• Отрывок документа:
──────────────────────────────

Все тот же сон?
В главе 8 «Золотого теленка» («Кризис жанра») Бендеру и его партнерам по автопробегу нужно перекрасить свой подозрительный автомобиль. Так вводятся сразу два пародийных эпизода: карикатура на искусство авангарда в лице художника Мухина, отказавшегося от красок в пользу работы овсом, и шаржированное столкновение до- и послереволюционной культур[621], разыгрывающееся в жизни отставного монархиста Хворобьева. И хотя свое искусствоведческое название глава получает из эпизода с живописью (на кризис жанра жалуется Мухин), оно бросает неожиданный свет и на второй эпизод, являющийся переломным моментом в истории жанра литературных снов.
«За городской чертой» Остап замечает «косой бревенчатый домик, маленькие окошечки которого поблескивали речною синевой <…> и сарай, подходящий для сокрытия „Антилопы“», и обдумывает, «под каким предлогом <…> проникнуть в домик и сдружиться с его обитателями».
«Из домика с воплем „Все те же сны!“ показывается полуодетый господин с бакенбардами статского советника». Остап наблюдает, как он «молитвенно протягивает руки к восходящему солнцу», a затем со словами «Пойду, попробую еще раз» скрывается за дверью. «Результатов таинственной пробы ждать <…> пришлось недолго».
«Пятясь задом, как Борис Годунов в последнем акте оперы Мусоргского, на крыльцо вывалился старик. — Чур меня, чур! — воскликнул он с шаляпинскими интонациями в голосе. — Все тот же сон!»
«Великий комбинатор <…> подхватил бакенбардиста в свои могучие объятия». Бендер немедленно подделывается под Хворобьева, делясь с ним наскоро сочиненными монархическими снами («юбилей Сущевской пожарной части», «приезд государя императора в город Кострому», «граф Фредерикс, такой, знаете, министр двора» и т. п.).
Старик верит, завидует Остапу, приглашает его в дом («В домике <…> висели портреты господ в форменных сюртуках <…> министерства народного просвещения. Постель имела беспорядочный вид и свидетельствовала о том, что хозяин проводил на ней самые беспокойные часы своей жизни») и рассказывает ему свою историю.
«Хворобьев <…> ненавидел советскую власть <…> Он, когда-то попечитель учебного округа, принужден был служить заведующим методологическо-педагогическим сектором местного пролеткульта <…> Дрожь омерзения вызывали в нем <…> члены месткома <…> слово „сектор“».

──────────────────────────────

• Исходный список:
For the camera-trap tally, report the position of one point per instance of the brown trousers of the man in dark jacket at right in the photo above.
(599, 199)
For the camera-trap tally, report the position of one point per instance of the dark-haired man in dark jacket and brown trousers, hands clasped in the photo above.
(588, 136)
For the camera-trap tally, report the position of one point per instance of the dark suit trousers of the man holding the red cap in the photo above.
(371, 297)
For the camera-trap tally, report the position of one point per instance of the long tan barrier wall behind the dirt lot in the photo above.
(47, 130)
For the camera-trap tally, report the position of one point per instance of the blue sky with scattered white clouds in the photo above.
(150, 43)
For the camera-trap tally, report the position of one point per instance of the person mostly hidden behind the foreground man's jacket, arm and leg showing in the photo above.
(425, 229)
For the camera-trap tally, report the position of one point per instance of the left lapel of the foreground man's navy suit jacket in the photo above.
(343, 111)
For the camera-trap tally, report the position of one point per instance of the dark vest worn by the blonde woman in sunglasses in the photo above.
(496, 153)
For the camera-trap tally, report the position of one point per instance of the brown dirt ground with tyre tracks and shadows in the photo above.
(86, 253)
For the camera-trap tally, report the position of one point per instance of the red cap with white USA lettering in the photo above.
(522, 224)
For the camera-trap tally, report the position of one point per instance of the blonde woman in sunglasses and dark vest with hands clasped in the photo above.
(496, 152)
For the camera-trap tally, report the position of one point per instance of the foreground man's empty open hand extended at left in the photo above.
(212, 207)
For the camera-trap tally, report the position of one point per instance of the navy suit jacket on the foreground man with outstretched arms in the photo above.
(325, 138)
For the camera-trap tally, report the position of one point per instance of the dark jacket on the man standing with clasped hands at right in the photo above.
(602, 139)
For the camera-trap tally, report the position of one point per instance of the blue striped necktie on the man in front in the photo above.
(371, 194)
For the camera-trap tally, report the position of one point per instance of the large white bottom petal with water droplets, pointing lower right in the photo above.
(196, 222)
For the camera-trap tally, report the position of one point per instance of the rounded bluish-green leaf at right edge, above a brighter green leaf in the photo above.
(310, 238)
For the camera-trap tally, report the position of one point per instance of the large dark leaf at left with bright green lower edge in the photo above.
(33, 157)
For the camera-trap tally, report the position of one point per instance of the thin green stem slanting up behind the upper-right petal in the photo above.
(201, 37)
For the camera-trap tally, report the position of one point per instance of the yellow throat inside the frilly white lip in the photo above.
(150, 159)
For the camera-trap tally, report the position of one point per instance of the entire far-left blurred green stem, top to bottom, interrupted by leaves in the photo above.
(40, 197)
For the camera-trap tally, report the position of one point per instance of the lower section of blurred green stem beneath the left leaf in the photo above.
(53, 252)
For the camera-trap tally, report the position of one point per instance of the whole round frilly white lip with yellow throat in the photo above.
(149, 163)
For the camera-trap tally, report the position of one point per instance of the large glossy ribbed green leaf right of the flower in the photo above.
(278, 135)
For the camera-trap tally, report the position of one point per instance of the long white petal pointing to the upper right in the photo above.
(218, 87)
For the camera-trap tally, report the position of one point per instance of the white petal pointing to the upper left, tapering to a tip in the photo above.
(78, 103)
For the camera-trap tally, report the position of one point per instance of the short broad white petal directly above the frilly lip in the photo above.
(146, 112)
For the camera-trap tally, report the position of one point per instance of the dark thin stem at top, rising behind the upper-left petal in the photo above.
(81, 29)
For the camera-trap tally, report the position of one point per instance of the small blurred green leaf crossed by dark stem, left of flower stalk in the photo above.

──────────────────────────────

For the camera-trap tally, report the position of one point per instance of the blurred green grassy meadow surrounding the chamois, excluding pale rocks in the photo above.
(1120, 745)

──────────────────────────────

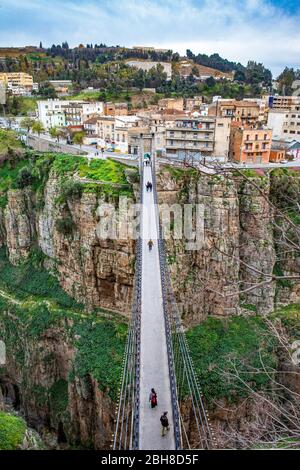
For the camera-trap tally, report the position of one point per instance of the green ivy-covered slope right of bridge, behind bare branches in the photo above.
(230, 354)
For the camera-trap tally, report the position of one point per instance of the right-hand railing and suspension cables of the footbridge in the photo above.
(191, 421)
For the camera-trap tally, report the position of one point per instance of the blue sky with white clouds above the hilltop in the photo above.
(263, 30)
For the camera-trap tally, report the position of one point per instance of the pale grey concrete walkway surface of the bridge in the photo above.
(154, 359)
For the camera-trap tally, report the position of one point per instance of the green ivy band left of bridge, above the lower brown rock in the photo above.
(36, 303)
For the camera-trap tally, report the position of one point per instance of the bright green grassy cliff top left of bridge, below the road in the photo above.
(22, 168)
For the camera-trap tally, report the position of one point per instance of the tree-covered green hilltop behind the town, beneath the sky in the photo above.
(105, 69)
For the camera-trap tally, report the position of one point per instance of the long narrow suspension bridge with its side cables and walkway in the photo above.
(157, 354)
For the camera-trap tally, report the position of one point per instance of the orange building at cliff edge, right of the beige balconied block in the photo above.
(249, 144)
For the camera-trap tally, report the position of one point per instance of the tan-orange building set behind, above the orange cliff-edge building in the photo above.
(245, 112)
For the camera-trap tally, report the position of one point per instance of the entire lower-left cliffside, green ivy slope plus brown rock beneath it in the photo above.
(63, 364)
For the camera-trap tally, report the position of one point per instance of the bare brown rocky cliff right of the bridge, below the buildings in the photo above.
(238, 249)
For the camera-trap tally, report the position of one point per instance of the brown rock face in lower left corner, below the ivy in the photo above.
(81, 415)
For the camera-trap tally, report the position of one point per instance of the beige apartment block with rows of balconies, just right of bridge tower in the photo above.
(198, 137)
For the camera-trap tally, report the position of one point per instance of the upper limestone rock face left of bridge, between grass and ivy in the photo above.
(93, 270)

──────────────────────────────

• Обязательные задания:
#1 Чем, согласно отрывку о «Золотом теленке», художник Мухин заменил краски?
#2 Напишите, пожалуйста, продолжение отрывка о «Золотом теленке», начиная сразу после его последнего предложения.

• Ответы к заданиям:
#1 Овсом.

#2
«Но и дома он не находил успокоения своей гордой душе. Дома тоже были стенгазеты, займы, заседания», разговоры «о месячнике помощи детям и о социальной значимости пьесы „Бронепоезд“». На улице era преследовали те же реалии, лозунги и постылые фразы.
Хворобьев «с отвращением исхлопотал себе пенсию и поселился далеко за городом <…> старался думать о приятном: о молебнах по случаю тезоименитства какой-нибудь высочайшей особы <…> Н <…> мысли его сейчас же перескакивали на советское, неприятное <…> демонстрации первомайские и октябрьские <…> полугодовую смету методологического сектора…».
«Все отняла у меня советская власть <…> но есть такая сфера, куда большевикам не проникнуть, — это сны, ниспосланные человеку богом…» Однако снится ему, что «его с минуты на минуту должны вывести из состава правления <…> и <…> нагрузить <…> Он хочет бежать, но не может».
Хворобьев «проснулся <…> помолился богу, указав ему, что <…> произошла досадная неувязка и сон, предназначенный для ответственного <…> товарища, попал не по адресу. Ему, Хворобьеву, хотелось бы увидеть <…> царский выход из Успенского собора <…> но <…> каждую ночь [его] посещали выдержанные советские сны <…> советский строй ворвался даже в сны монархиста».
Выслушав Хворобьева, Остап предлагает помочь ему. Он разъясняет, что, «как говорится, бытие определяет сознание. Раз вы живете в советской стране, то и сны у вас должны быть <…> советские». Хворобьев на все согласен. «Пусть не Пуришкевич. Пусть хоть Милюков. Все-таки человек с высшим образованием и монархист в душе. Так нет же! Все эти советские антихристы!»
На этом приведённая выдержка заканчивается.